Gavin didn't have the money for the valet at Gann's hotel, and inadvertently parked in a tow zone. She found out when she went inside, and Gann refused to go back with her to move the car.
Fearful of being towed and stranded, Gavin hastily moved the car and rushed back, knowing all the while what to expect.
Sure enough, he'd vanished.
"I was so mad at myself," she said. She remembers sobbing the whole way back to Tampa, apologizing to her friends and trying to sort out what happened.
She filed a report with Tampa police and felt stupid doing it.
Web-savvy Gleason posted a warning online, hoping to help the next victim.
The anger started to rise. On July 15, 2003, she said, she called every number Gann had dialed on her phone or scribbled on papers in her apartment to find out who he really was.
One call led to Savannah Brodeur, now 23, of Spring Hill. Brodeur told her the Ganns were twins, and they'd been doing this a long time. Brodeur also said she'd had a child by Jordan.
Three days later, Gavin took a home pregnancy test. It came back positive. Twice.
Gavin wanted to warn others. She was angry no one had done the same for her.
* * *
Following Gleason's lead, Gavin launched her Gann-watch Internet site, but her crusade is more than just a Web site. When she hears one of the brothers has been sighted in a city, she goes on Craigslist and authors a warning under that town's "Rants and Raves" section.
When rumor had it Simon was in Mexico earlier this month, she put her standard "rant" through an online Spanish translator and posted it in Puerto Vallarta.
She's learned how to program her site so that people can find it by searching Gann aliases.
She counsels those who contact her. The ones who won't go to the police drive her nuts, she said. Of course, she concedes, she's had four years to get over it.

# WORK REQUIRED:
Extend the news article about Gavin and the Gann brothers, beginning after its final sentence.

# PROVIDED DATA:

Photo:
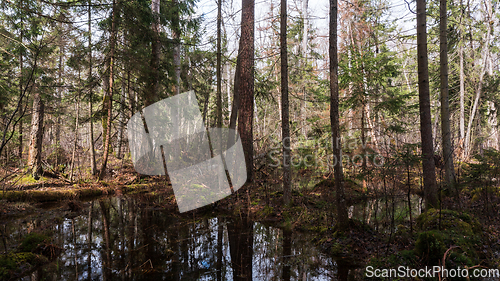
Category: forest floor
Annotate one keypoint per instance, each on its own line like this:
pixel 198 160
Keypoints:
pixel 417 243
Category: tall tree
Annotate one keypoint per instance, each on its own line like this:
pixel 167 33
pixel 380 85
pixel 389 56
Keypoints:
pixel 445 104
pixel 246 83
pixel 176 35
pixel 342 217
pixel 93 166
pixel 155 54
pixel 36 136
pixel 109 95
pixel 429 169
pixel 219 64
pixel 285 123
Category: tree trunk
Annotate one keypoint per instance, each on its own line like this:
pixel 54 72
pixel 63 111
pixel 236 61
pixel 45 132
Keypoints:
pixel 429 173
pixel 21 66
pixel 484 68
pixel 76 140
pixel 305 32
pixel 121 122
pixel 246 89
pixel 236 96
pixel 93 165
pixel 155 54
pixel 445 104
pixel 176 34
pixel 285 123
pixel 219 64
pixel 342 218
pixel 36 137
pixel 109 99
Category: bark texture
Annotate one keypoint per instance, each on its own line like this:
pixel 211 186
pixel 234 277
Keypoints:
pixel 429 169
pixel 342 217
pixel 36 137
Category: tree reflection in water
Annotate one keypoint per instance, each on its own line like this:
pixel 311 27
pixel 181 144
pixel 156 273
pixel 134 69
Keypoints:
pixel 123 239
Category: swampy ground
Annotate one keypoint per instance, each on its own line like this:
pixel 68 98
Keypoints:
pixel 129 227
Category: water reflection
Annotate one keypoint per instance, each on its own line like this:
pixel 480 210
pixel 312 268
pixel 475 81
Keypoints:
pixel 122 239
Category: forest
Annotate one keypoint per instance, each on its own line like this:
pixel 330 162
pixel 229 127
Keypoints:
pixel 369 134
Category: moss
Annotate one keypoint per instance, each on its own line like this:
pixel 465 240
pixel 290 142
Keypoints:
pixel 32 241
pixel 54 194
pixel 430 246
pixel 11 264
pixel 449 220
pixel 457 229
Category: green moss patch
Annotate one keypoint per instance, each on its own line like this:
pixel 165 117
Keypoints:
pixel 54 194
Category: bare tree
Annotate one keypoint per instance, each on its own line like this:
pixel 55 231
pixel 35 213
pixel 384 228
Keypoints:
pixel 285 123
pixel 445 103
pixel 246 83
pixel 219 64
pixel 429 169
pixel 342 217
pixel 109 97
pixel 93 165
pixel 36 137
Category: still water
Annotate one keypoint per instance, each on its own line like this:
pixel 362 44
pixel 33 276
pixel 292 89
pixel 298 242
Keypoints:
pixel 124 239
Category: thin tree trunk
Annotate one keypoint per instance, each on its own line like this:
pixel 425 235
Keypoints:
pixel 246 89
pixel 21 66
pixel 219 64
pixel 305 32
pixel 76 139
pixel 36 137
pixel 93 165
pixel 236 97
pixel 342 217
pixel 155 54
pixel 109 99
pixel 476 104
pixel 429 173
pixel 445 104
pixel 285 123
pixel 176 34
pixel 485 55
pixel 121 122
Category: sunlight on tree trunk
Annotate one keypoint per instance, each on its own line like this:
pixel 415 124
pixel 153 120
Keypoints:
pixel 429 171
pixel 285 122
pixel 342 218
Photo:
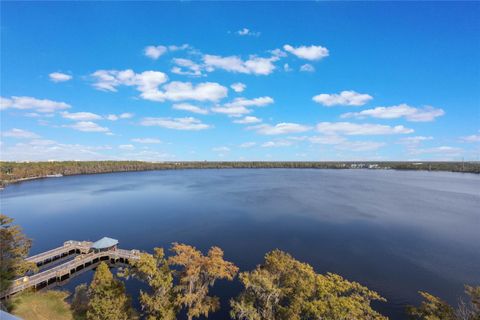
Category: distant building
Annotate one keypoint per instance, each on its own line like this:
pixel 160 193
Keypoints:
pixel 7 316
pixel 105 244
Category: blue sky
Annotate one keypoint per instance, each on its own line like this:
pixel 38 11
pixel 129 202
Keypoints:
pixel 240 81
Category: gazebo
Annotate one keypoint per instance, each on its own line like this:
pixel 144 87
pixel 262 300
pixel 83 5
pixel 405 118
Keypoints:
---
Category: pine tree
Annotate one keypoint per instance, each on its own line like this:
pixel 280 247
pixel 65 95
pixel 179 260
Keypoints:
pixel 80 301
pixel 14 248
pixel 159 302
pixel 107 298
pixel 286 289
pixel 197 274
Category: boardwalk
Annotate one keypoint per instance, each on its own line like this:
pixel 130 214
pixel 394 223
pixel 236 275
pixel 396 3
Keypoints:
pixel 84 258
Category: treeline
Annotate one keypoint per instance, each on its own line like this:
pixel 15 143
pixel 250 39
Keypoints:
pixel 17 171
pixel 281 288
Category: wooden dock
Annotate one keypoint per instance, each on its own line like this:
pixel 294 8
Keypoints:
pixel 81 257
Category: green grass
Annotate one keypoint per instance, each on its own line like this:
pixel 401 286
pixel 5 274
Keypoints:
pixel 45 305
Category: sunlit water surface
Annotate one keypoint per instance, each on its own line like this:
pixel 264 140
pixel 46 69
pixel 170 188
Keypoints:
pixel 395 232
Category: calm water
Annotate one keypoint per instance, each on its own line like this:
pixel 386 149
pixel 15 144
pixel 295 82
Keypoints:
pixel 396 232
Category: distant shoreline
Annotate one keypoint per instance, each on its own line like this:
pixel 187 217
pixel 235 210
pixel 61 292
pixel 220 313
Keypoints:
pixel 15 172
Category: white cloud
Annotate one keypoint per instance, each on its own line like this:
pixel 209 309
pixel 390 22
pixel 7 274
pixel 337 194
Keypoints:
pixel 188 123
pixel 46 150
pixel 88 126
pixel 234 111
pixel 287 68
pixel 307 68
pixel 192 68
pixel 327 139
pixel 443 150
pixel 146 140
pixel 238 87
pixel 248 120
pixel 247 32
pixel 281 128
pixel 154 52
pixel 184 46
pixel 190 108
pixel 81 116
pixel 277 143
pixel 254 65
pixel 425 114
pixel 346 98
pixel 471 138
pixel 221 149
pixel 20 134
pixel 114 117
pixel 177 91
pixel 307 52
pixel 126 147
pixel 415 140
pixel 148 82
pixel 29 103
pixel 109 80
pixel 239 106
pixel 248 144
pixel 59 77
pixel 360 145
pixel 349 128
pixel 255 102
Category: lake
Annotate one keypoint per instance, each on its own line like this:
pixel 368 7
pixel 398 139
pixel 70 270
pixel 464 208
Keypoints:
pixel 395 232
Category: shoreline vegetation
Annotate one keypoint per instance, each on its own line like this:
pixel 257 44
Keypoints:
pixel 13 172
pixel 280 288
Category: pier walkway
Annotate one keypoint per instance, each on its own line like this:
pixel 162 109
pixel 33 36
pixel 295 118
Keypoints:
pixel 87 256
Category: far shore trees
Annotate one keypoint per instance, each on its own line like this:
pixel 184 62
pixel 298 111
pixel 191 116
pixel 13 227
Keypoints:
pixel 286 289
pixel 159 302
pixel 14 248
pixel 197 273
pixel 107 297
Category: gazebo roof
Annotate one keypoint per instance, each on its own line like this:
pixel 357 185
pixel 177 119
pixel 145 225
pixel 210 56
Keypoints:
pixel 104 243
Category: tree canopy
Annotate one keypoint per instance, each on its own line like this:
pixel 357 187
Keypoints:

# EXERCISE RESPONSE:
"You realize being a victim, you can either wallow in it the rest of your life or you can ...take a stand and stop it from happening to other people," she said.
On Oct. 9, the Tampa police issued a warrant for Jordan's arrest after a Pinellas County woman complained he'd stolen $750 from her after telling her he was a doctor who wanted to pay her bills and open a bank account for her.
Gavin's Web site gave Detective Smith a guide toGann's travels, aliases, and trail of victims.
"She's looking at that bigger picture," he said. " It's satisfying her desire for justice, but I think it's also helping other people."
* * *
This isn't how Gavin imagined her life. She'll tell you that as bluntly, then she'll laugh loud and hard, because she knows the whole thing sounds pretty crazy.
For one, she never wanted kids. "I just thought they were little annoying midgets, really," she said from her North Greenbush home with a laugh. She was once fired by a day care center, she said, for being too strict.
She thought about abortion. But when her appointment came, she couldn't bring herself to go. "I would wonder the rest of my life, 'What if?'"
She considered adoption. But couldn't bear to think of her son growing up under someone else's care, without ever knowing she was his true mother.
Gavin and her mother agreed to raise the baby together.
Liam Gavin, now 3, loves Sesame Street, dancing and playing what he calls the pillow game. She posts his pictures on her MySpace page and gushes about how cute he is, how brilliant.
Liam was diagnosed with a mild form of autism. Gavin thinks its no coincidence that Simon tells people he has Asperger's syndrome, a form of autism.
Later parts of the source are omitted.